To do –
**1)** In the asparagus passage, how much can asparagus grow in a single day?
**2)** From the asparagus passage, quote the stretch that starts at the words containing "Someday I’d love" and finishes with "could sell that.".

### Selected passage

Someday I’d love to have asparagus growing in the backyard:  I’m fascinated by the fact that it can grow up to 4 inches in a day, which is possibly as close to instant gratification as you can get in vegetable gardening.  However, as this would mean my two boys would have severely curtailed room to run around, it’s an ambition unlikely to materialize.  “Sorry kids!  no place to play, but more vegetables!”  I don’t think I could sell that.

And so, even though I am a planner and like to have some endpoint in mind when I buy fresh produce (for fear of it otherwise malingering unused), this weekend the price was right and I nabbed my first bunch of asparagus of 2011.  I was keenly aware that I needed to figure out what to do with it as quickly as possible:  asparagus are a bit like flowers–the stems should be plunged in a glass of water as if they were a bouquet, then kept cold in the fridge.  (The setup gets tall so it can be a little tricky to find room in the fridge; and at least in my case comes perilously close to tipping and flooding the trays, which is all the more reason to use it up ASAP!) 

We celebrated Easter dinner with relatives (we basically tumbled in off the plane back from our trip to Seattle), so the asparagus was scheduled for Monday night dinner.  I ruminated on several classic preparations.  Steamed and served with a sauce, roasted, maybe with a sprinkling of parmesan?  Great side dishes, but not substantial enough for a satisfying dinner.  The daintily named asparagus mimosa?  More of a brunch choice than Monday night dinner (not that I’m above breakfast food for dinner, not me).  Then, in an a-ha moment on the train home, I realized that a spring tart with a simple olive-oil crust would transform my asparagus stalks into a light, but filling, meal.  (Maybe my long commute isn’t time sucked into a void, after all).

######
### Supplied material

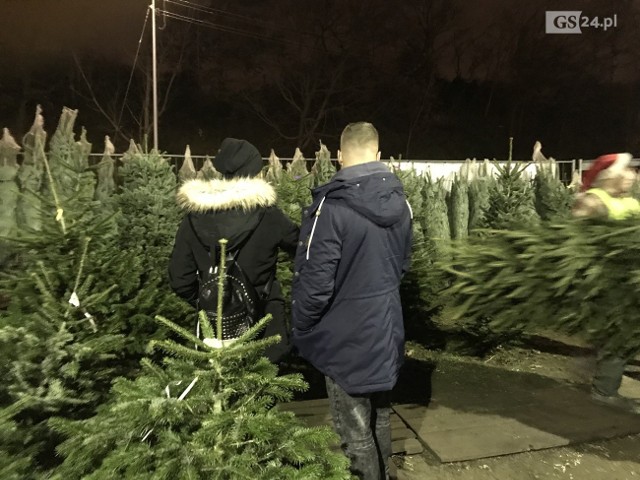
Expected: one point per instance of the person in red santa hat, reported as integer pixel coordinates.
(606, 193)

######

Responses –
**1)** Up to 4 inches.

**2)**
Someday I’d love to have asparagus growing in the backyard:  I’m fascinated by the fact that it can grow up to 4 inches in a day, which is possibly as close to instant gratification as you can get in vegetable gardening.  However, as this would mean my two boys would have severely curtailed room to run around, it’s an ambition unlikely to materialize.  “Sorry kids!  no place to play, but more vegetables!”  I don’t think I could sell that.